**STUDY TEXT:**
▼

Here are seven tips to help you stay on top of your RCC home care regimen. 

1. Understand your treatment plan.

There are several ways to treat RCC, including surgery, targeted therapy, biologic therapy, radiation, and chemotherapy. Find out what your treatment plan involves, how it will help you, and what you’ll need to do at home to keep yourself healthy. Get written instructions on how to take your medicine, clean your surgical wounds, and manage your pain. If anything isn’t clear to you, ask your doctor for more detailed instructions.

Check out online resources as well, so you’ll understand as much as you can about your treatment. Organizations like the American Cancer Society and National Cancer Institute are good resources.

2. Eat right.

Maintaining a healthy diet is always important, but it’s critical while you’re being treated for cancer. You need to eat the right balance of calories and nutrients to maintain your strength and give you energy. Some treatments, such as chemotherapy, can take away your appetite or make you feel too nauseated to eat. Other medications may make you uncomfortably constipated.

Ask your doctor or a dietitian who specializes in cancer nutrition to offer suggestions on the type of diet you should eat. To manage nausea, you might need to switch to a bland diet, or eat several small meals during the day instead of three large meals. To combat constipation, add more fiber and fluids to your diet. It’s important to get enough calories, especially when you’re healing from surgery. Protein shakes, such as Ensure, can help.

3. Get enough rest.

▲

**PROBLEM STATEMENT:**
Copy out the RCC home care tips text word for word, in full.

**SUPPLIED INFORMATION:**

▼

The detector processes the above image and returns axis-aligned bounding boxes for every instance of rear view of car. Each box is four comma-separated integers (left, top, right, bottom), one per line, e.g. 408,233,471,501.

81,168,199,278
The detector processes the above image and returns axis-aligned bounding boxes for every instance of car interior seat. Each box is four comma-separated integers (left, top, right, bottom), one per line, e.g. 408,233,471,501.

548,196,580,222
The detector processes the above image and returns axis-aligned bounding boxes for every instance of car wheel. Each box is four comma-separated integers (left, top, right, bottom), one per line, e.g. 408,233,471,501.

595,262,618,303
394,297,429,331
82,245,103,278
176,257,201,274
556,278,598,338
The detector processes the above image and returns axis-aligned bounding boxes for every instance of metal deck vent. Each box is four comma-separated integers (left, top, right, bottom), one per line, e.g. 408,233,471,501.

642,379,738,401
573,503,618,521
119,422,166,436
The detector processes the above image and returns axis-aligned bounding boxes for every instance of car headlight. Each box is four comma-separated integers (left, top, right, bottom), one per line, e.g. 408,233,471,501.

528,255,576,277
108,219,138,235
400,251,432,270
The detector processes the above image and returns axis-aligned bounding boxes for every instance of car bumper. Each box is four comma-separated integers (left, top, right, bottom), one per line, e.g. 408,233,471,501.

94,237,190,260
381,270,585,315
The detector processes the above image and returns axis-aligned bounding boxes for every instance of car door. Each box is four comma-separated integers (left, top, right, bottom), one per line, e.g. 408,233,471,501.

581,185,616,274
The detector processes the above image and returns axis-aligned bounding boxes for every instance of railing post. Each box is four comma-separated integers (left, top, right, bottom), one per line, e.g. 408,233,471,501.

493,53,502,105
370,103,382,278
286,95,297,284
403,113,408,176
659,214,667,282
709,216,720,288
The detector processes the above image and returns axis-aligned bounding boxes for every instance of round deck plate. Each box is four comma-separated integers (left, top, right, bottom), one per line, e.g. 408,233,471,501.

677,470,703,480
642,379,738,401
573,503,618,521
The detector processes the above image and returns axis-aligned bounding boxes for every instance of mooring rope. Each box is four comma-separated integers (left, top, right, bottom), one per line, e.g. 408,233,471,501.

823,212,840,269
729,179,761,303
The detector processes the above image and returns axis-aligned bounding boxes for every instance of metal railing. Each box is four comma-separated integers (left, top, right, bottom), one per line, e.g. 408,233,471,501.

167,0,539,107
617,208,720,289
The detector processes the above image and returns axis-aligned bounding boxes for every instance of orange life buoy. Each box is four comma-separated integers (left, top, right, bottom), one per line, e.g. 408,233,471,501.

▲

**TASK RESULT:**
Here are seven tips to help you stay on top of your RCC home care regimen. 

1. Understand your treatment plan.

There are several ways to treat RCC, including surgery, targeted therapy, biologic therapy, radiation, and chemotherapy. Find out what your treatment plan involves, how it will help you, and what you’ll need to do at home to keep yourself healthy. Get written instructions on how to take your medicine, clean your surgical wounds, and manage your pain. If anything isn’t clear to you, ask your doctor for more detailed instructions.

Check out online resources as well, so you’ll understand as much as you can about your treatment. Organizations like the American Cancer Society and National Cancer Institute are good resources.

2. Eat right.

Maintaining a healthy diet is always important, but it’s critical while you’re being treated for cancer. You need to eat the right balance of calories and nutrients to maintain your strength and give you energy. Some treatments, such as chemotherapy, can take away your appetite or make you feel too nauseated to eat. Other medications may make you uncomfortably constipated.

Ask your doctor or a dietitian who specializes in cancer nutrition to offer suggestions on the type of diet you should eat. To manage nausea, you might need to switch to a bland diet, or eat several small meals during the day instead of three large meals. To combat constipation, add more fiber and fluids to your diet. It’s important to get enough calories, especially when you’re healing from surgery. Protein shakes, such as Ensure, can help.

3. Get enough rest.